■ REQUIREMENT 1 ■
List each distinct voltage value written with a V unit in the forum thread about voltage divider readings.

■ READING PASSAGE ■
==*==
# Voltage divider readings not very correct

hi,

got the voltage divider (25V) from goodluckbuy and got some issues with it.
when hooking up the 3.3V from the Panda II board, the readings on pin A1 are correct.
setLiniarScale is set to 1023 and the 3.3V produces a value of 1022.99.

when connecting the voltage divider, the voltage is off quiet a bit.
i have noticed that the voltage at the voltage divider is only 4.55V, when connecting Panda II to the USB port as well as when using a 7.6V battery pack.
R2 to ground has a value of 7.4KOhm and R1 to VCC has a value of 29.7KOhm
when using the formula that i found
AnlogReading * (R1+R2)/R2 * 4.55/1023
then i get
729 * 5.013 * 0.0044 = 16.08V
problem is that the supplied voltage to the voltage divider is 12.0V

what am i doing wrong?

need to add, that i have read “Noob needs voltage divider help analog input”, but did not help.

i am averaging the readings of 3 values, read with a delay of 10ms.
==*==
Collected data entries

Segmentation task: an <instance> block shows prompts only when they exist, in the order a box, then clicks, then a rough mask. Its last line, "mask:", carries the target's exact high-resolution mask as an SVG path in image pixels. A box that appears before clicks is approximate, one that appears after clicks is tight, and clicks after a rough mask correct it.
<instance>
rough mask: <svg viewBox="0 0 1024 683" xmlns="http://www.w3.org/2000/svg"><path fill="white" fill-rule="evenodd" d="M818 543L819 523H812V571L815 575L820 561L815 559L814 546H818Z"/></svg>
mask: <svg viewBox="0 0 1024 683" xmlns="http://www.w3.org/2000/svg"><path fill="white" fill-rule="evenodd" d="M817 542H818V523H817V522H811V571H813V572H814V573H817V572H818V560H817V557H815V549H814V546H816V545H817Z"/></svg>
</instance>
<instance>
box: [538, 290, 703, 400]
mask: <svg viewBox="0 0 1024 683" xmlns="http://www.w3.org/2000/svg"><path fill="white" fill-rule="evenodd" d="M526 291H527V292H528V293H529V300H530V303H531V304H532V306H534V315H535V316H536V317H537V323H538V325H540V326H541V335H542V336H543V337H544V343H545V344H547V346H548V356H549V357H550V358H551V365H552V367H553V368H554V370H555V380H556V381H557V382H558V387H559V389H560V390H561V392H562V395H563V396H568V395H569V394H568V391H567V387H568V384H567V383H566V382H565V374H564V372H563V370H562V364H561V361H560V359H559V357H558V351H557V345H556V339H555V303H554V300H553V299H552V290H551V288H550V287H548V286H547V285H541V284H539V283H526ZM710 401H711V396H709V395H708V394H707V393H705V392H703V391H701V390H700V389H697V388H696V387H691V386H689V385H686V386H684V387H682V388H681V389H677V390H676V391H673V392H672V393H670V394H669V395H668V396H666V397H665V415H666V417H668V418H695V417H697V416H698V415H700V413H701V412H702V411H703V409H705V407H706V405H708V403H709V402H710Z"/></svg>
==*==
■ REQUIREMENT 2 ■
Identify every line in the listing above that contains the string "rough", and copy each of those lines in full. Case counts.

■ ANSWER SPACE 1 ■
25V
3.3V
4.55V
7.6V
16.08V
12.0V

■ ANSWER SPACE 2 ■
Segmentation task: an <instance> block shows prompts only when they exist, in the order a box, then clicks, then a rough mask. Its last line, "mask:", carries the target's exact high-resolution mask as an SVG path in image pixels. A box that appears before clicks is approximate, one that appears after clicks is tight, and clicks after a rough mask correct it.
rough mask: <svg viewBox="0 0 1024 683" xmlns="http://www.w3.org/2000/svg"><path fill="white" fill-rule="evenodd" d="M818 543L819 523H812V571L815 575L820 561L815 559L814 546H818Z"/></svg>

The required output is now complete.